GOAL OF THE EXERCISE:
When the word "stem" shows up in a line of the data below, copy that whole line.

RECORDS SHOWN:
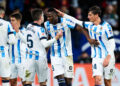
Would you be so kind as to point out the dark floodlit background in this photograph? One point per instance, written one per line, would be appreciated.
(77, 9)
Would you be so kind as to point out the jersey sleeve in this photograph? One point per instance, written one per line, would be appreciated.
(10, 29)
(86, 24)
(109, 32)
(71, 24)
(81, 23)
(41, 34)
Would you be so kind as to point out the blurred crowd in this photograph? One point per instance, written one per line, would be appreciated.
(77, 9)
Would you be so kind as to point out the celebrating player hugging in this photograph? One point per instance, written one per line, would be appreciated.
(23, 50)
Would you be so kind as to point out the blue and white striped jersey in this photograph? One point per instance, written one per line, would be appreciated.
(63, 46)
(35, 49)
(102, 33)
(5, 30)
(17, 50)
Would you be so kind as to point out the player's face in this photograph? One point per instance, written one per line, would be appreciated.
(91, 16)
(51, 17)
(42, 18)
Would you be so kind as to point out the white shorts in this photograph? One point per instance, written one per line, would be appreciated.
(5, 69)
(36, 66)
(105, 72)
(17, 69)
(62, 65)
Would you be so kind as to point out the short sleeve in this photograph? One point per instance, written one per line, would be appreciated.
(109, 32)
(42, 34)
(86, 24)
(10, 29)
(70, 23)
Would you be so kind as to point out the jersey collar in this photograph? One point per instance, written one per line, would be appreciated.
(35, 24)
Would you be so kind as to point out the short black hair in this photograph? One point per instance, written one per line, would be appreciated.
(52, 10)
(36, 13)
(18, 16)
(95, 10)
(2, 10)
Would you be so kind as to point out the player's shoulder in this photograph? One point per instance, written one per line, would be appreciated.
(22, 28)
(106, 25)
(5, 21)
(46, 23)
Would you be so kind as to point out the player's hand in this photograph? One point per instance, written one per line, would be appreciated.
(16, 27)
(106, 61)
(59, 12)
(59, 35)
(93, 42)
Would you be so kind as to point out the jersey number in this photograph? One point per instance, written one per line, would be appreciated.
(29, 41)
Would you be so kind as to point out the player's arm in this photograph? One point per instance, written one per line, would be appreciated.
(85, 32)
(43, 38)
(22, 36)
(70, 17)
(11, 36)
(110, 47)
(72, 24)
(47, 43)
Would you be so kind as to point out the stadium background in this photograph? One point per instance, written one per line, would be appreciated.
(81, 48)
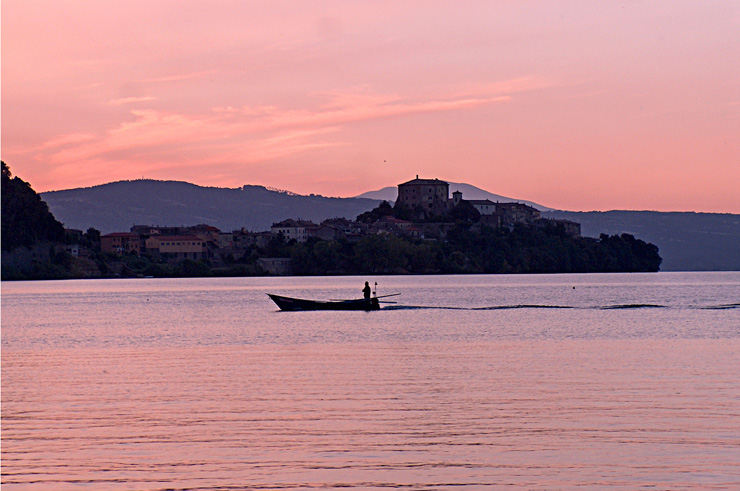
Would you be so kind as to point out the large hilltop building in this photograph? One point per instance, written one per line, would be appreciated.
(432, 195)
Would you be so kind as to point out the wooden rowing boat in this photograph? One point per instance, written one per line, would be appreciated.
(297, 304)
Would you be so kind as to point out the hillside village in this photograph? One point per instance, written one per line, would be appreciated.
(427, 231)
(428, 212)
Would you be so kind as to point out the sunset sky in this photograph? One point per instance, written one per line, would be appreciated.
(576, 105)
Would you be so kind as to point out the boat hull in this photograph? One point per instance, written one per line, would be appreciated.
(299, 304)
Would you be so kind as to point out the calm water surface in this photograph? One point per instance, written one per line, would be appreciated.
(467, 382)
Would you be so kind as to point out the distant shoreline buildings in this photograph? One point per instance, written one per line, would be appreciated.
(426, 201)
---
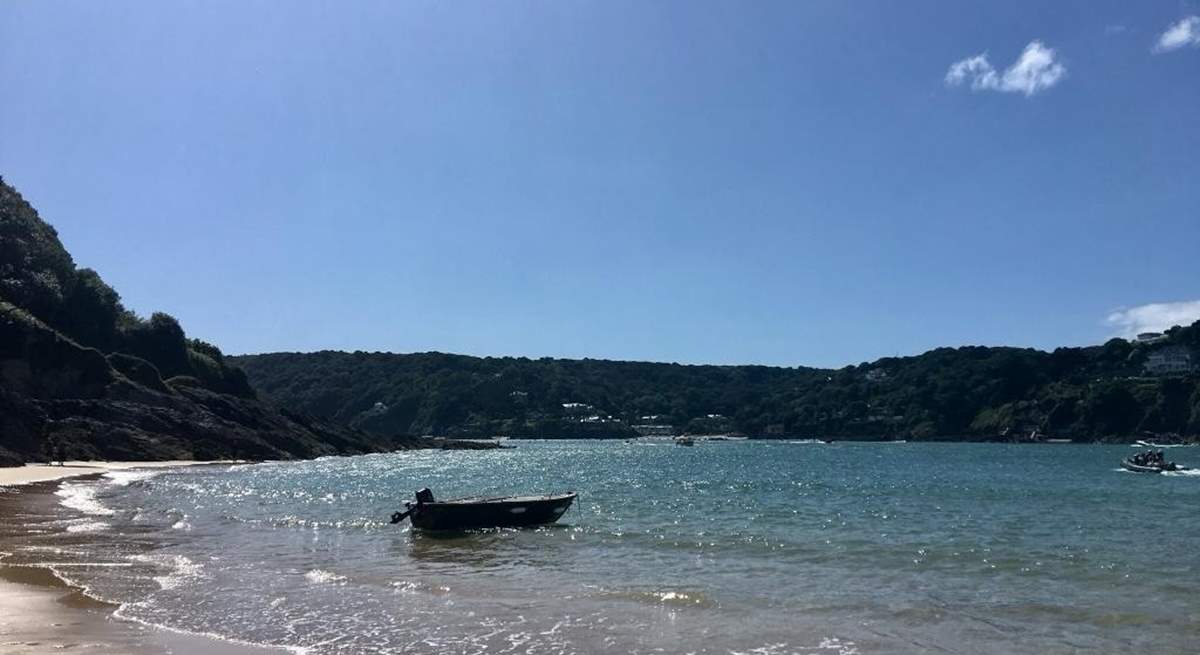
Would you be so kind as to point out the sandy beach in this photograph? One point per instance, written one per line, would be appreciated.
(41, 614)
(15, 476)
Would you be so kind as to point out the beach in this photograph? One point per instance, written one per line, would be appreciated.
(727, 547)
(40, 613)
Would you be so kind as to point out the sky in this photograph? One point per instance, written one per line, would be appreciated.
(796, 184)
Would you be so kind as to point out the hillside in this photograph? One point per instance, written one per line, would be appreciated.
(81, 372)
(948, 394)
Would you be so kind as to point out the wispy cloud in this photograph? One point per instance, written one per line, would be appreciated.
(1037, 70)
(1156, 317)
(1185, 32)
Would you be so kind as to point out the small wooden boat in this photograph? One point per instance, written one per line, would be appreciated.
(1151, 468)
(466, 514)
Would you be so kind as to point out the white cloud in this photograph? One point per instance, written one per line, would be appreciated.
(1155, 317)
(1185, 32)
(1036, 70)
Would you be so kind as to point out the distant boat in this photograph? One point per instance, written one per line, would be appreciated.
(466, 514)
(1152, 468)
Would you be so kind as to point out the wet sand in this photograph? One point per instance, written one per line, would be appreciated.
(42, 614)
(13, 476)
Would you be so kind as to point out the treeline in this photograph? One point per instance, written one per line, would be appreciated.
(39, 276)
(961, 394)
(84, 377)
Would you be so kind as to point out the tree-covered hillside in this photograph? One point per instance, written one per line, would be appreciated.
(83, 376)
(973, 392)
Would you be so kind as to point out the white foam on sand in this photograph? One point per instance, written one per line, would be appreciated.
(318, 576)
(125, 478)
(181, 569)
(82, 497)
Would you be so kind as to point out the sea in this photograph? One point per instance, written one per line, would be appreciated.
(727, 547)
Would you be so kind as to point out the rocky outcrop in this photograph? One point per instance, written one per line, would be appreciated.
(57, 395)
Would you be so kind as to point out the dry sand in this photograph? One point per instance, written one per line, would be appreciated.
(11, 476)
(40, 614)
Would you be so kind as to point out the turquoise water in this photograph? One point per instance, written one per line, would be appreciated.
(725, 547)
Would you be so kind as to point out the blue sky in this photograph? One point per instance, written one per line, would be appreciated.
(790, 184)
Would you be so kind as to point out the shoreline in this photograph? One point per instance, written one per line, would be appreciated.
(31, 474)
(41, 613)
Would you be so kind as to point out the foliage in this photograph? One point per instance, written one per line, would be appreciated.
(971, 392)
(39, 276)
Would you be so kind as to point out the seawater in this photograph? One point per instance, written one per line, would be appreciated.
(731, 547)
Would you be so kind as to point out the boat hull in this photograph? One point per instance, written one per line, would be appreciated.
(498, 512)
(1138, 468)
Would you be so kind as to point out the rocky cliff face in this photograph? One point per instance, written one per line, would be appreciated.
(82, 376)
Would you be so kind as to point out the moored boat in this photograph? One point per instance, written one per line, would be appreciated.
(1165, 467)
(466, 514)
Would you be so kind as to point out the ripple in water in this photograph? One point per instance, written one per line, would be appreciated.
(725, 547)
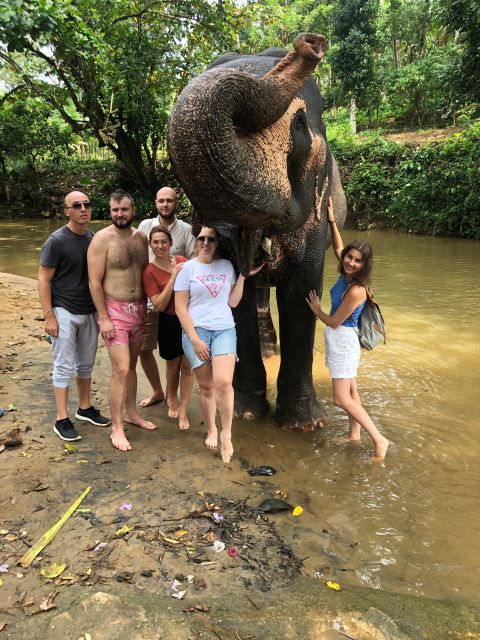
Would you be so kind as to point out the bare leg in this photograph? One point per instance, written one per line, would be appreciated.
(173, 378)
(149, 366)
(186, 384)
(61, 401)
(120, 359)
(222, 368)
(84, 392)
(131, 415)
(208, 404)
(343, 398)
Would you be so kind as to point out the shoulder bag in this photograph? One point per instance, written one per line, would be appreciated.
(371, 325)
---
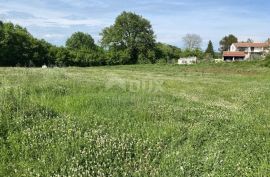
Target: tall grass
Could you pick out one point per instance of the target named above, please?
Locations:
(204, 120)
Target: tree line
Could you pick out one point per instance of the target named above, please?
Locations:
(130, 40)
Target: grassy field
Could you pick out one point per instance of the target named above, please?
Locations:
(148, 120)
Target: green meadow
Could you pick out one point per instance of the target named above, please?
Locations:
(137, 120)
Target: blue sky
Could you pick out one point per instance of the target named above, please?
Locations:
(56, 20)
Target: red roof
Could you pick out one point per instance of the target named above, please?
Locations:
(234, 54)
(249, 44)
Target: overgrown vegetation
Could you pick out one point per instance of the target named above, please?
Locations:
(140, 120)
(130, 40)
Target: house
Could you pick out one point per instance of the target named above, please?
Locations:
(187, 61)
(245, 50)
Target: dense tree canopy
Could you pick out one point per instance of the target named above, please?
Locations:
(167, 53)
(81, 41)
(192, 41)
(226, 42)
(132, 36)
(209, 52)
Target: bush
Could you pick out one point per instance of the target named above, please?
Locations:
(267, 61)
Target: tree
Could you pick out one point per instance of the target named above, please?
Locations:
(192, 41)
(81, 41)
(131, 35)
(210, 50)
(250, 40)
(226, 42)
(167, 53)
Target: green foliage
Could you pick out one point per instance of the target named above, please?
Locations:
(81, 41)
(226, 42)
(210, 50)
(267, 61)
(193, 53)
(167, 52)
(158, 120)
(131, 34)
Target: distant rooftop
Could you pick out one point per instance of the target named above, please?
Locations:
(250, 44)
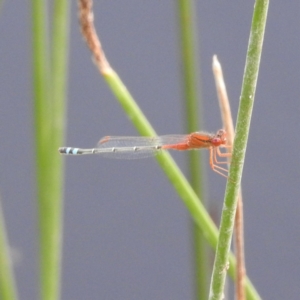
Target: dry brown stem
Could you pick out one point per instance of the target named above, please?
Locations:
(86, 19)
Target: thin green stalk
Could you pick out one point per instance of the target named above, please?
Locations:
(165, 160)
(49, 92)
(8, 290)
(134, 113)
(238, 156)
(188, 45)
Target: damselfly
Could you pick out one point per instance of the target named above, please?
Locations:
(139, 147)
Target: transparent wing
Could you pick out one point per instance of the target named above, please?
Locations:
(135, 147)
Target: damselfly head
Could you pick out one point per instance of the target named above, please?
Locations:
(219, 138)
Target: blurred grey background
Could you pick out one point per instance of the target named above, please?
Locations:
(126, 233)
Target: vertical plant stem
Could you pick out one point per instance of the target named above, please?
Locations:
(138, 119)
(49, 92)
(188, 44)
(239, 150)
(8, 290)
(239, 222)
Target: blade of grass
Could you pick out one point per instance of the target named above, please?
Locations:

REPLY:
Target: dry brown stem
Target: vertical plant stem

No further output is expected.